**PROBLEM 1:** Reproduce the rows from the line containing "Note: one point per instance of the ski pole, never" through the last of the rows, keeping each note line unchanged and increasing every coordinate in the points by 108.

Andaz San Diego was incorrectly referred to as “a Hilton hotel” in our August 30 cover story, “Guys Are Gross.” Andaz is a Hyatt hotel.

Editor

Prostituted, Not Prostitute

I was very disappointed after reading the latest cover story “My Friend Kelly, a Prostitute?” (September 20). I found it to be a self-absorbed, sensationalized account by the author. I believe this was a major missed opportunity to educate the community on the grave issue of sex trafficking.

I have had many conversations with victims of sex trafficking in the volunteer work that I do, and I would dare to say the majority of these young women would feel further exploited by seeing their story published by a “friend” for the whole city (and beyond) to read about. If a survivor chooses to tell his or her story, that is for him or her to choose. It is not appropriate for a friend to publish a very misunderstood account of the victimization.

The author ignorantly attempts to explain the very complex issues surrounding mental illness and drug abuse, and she doesn’t even attempt to understand the atrocious crime of sex trafficking. “Kelly” was not a prostitute, rather she was being prostituted. She was very vulnerable; an easy target for a pimp to exploit. Never having dealt with the trauma of her rape, she coped by drinking and using drugs, which got her kicked out of her house. Homelessness is one of the main risk factors for sex trafficking.

Victims of sex trafficking may not be physically bound by their captors/pimps, but there is a deep level of trauma bonding, or Stockholm syndrome, experienced by these victims. Though Kelly was a bit older, the average age of a girl when she is first commercially sexually exploited is 12. There are an estimated 100,000-300,000 runaways in the United States each year at risk of being picked up by a pimp and sold for sex, night after night. This is a serious issue, not just a crazy made-for-TV story to publish.

This story was published in a way that further exploits the victim and completely trivializes the trauma experienced by a survivor of sex trafficking . I hope you will take the opportunity to educate yourself more on this issue and find a more appropriate manner to educate your readers.

Sponsored
Sponsored

One way you can stand against sex trafficking is by voting Yes on Prop 35 this November. Proposition 35 will strengthen penalties against sex traffickers by increasing fines and prison terms for those convicted, as well as providing training to law enforcement so they can more effectively fight against this crime. For more information, please go to VoteYeson35.com and share with your readers.

Name Withheld
via email

Make Your Point

Back on August 23, volume 41 number 34, there was an article written by Susan Luzzaro (City Lights: “The iPad Proposition”). Well, there’s a lot of wrong information in that article. I’ve got the contract. I’m a parent. I have the contract between the students and the parents and the school. This article is very biased and, more importantly, it has misinformation and it does a discredit to the program, which is really a great program.

**DATASET EXTRACT:**
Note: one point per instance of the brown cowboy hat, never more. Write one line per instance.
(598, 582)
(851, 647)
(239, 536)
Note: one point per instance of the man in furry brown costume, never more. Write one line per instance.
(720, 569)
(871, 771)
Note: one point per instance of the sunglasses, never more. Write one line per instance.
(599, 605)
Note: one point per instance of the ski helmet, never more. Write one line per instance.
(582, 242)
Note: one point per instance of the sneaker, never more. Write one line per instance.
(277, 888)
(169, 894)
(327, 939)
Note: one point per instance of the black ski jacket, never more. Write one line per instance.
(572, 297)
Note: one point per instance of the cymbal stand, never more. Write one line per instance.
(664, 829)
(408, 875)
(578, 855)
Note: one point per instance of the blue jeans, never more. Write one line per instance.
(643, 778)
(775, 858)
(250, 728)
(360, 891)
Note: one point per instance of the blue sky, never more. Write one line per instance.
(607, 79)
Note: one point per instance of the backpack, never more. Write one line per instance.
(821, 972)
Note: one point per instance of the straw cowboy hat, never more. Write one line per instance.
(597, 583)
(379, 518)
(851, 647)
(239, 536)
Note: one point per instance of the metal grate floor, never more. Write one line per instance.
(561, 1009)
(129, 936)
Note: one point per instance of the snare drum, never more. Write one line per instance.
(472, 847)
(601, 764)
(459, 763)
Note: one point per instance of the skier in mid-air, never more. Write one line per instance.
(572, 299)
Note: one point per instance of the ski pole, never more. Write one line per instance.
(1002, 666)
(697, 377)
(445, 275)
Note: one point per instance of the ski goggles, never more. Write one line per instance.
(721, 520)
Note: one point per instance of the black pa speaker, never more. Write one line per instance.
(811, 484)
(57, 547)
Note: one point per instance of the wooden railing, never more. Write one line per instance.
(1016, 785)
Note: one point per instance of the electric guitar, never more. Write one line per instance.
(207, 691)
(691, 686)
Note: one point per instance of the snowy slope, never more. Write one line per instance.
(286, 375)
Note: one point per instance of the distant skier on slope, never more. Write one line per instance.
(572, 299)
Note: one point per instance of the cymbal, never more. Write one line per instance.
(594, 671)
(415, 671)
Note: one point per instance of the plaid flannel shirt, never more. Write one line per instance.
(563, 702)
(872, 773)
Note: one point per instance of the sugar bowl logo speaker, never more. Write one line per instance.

**PROBLEM 2:**
Using the letters to the editor, answer each question on its own line:
(a) To which hotel company does Andaz San Diego belong?
(b) What is the average age of a girl when she is first commercially sexually exploited?
(c) In which volume and number did the article "The iPad Proposition" appear?

**ANSWER 1:**
Note: one point per instance of the ski pole, never more. Write one line per instance.
(1110, 774)
(805, 485)
(553, 383)
Note: one point per instance of the ski goggles, never more. Write one line per instance.
(829, 628)
Note: one point per instance of the black pa speaker, never more. Write one line per instance.
(919, 592)
(165, 655)
Note: one point per instance of the wooden railing, never more. Write one line per instance.
(1124, 893)
Note: one point per instance of the electric guitar, never more. Write one line per instance.
(315, 799)
(799, 794)
Note: one point per instance of the snowy slope, never more. Write one line per instance.
(394, 483)
Note: one point per instance of the distant skier on slope, never more. Write one line per instance.
(680, 407)
Note: one point per instance of the cymbal, never more. Write one line per instance.
(702, 779)
(523, 779)
Note: one point per instance of the plaid flannel shirt, never more. Write one line per instance.
(671, 810)
(980, 881)
Note: one point per instance of the sugar bowl logo speaker, never more. Write one line per instance.

**ANSWER 2:**
(a) Hyatt
(b) 12
(c) Volume 41, number 34